• _Source_:

········

Jesus showed grace, mercy, acceptance, and honor to the woman at the well. He was a friend of sinners and did not condemn or look down on her. His style is to bring people to the truth, to be freed through truth and repentance. He spoke words of knowledge to her with such grace and love that the Samaritan woman boasted, “He told me everything I ever did!” Imagine her many sins, which she’d tried to hide, but now openly proclaimed. Jesus delights in mercy, not judgment. He had come to take her judgment. He valued her, revealing Himself as Messiah. He had come to die for her sins to save her from them. Mercy would be realized.

Jesus lived and modeled love for every race, gender, and sinner. Since He is perfect and sinless, He is good—for He truly is God incarnate. He came to earth to save us, lift us up, and release us from what holds us down: sin. Jesus is not the story book prince that saves one damsel. He is the King of Kings, God incarnate, that came to save us all from our sins, defeat death, and make eternal life possible for any who will believe and receive!

The Lord used John 4 and the interaction Jesus had with the woman at the well to help me understand that He knows all about me—He has seen all of me, all my life. He died in my place and forgave me completely, so like the woman at the well, I want to tell everyone how good Jesus is! He knows me fully, loves me perfectly, accepts me completely, believes in me unashamedly! Wow, what a Savior!

········

• _Instructions_:
[1] Answer these questions about the reflection on the woman at the well:
(a) What did the Samaritan woman boast about Jesus?
(b) What does the reflection say Jesus is not, in contrast to being the King of Kings?
(c) Which chapter does the writer say the Lord used to bring understanding?
[2] Write a continuation of the reflection on the woman at the well, starting right after its final sentence.

········

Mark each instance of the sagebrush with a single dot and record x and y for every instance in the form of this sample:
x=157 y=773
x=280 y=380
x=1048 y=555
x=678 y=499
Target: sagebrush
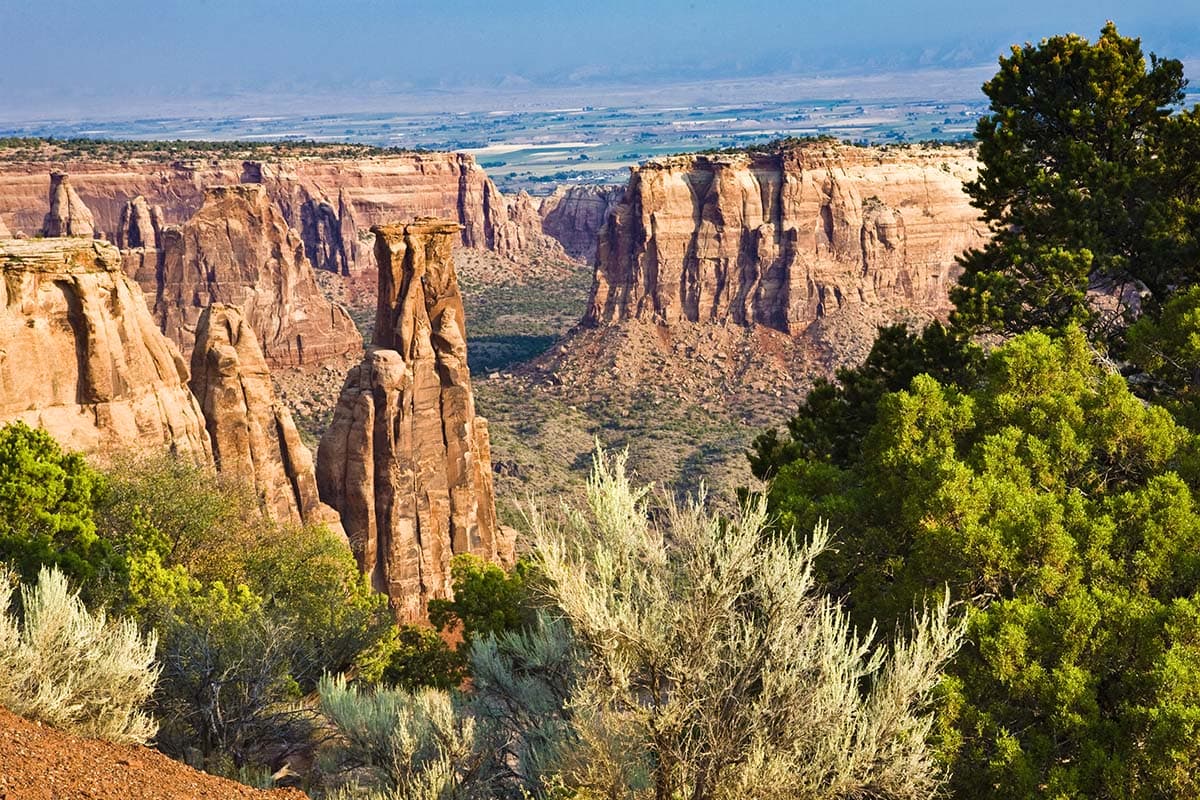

········

• _Results_:
[1]
(a) She boasted, “He told me everything I ever did!”
(b) He is not the story book prince that saves one damsel.
(c) John 4.

[2]
He is the restorer of our hope.

Asking the Hard Questions

As we consider our world and the great need for Jesus, let’s ask some tough questions that may test our beliefs in the truth of God’s Word. Please promise not to make quick judgments or stop reading just because of the questions. They are hard questions for a determined purpose. Base your answers on God’s Word, not culture.

  1. Do you believe God is fair, good, powerful, and able to do the impossible?

  2. What is the reason a person can go to heaven? Can just anyone get there?

  3. How can a person have assurance that they have eternal life?

  4. Do you believe you are a good person? Will you go to heaven based on your goodness? Why or why not?

  5. Would a good God send a good person to hell?

  6. Do you believe a person can be a Christian and be homosexual and continue in this lifestyle long-term without any conviction? Why or why not?

  7. Do you believe God forgives murderers? Pedophiles? Homosexuals? Transgenders? Parents who abort or abuse their children? Rapists? Pimps? Sex traffickers and sexually immoral individuals?

  8. Can God transform people like these into fully functional, healthy people with an identity in Christ? Can these people go to heaven?

  9. Do you believe heaven is for any person, even bad ones such as cheaters, thieves, liars, adulterers, gluttonous, alcoholics, drug addicts, gamblers, materialistic, any of categories listed above, and/or those who lack compassion or love for others and/or Christ if they truly repent and believe in Christ?

  10. Can your worst sin be used for good?

Beyond All Hope?

Satan works overtime to make sure we know we fall short of the purpose for which we were created. He uses that against us. Through his attacks and lies, Satan attempts to hinder us from fully understanding the Gospel or heralding it to ourselves and the world. A lot of people would have said I was beyond hope. I thought I was beyond hope. A lot of people feel like they’re beyond hope. Remember, this is the way the enemy works to create thinking that we are all beyond hope of the Gospel.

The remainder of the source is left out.